Copy out every row below in full, requests included, shifting each coordinate in the answers by -118.

## BEGIN EXTRACTED MATERIAL

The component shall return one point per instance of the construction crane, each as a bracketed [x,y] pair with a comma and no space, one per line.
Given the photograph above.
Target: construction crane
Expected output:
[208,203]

## END EXTRACTED MATERIAL

OUTPUT OF THE EXERCISE
The component shall return one point per instance of the construction crane, each as a bracketed [x,y] pair with a comma and no space, one per line.
Given the photograph above.
Target: construction crane
Expected output:
[90,85]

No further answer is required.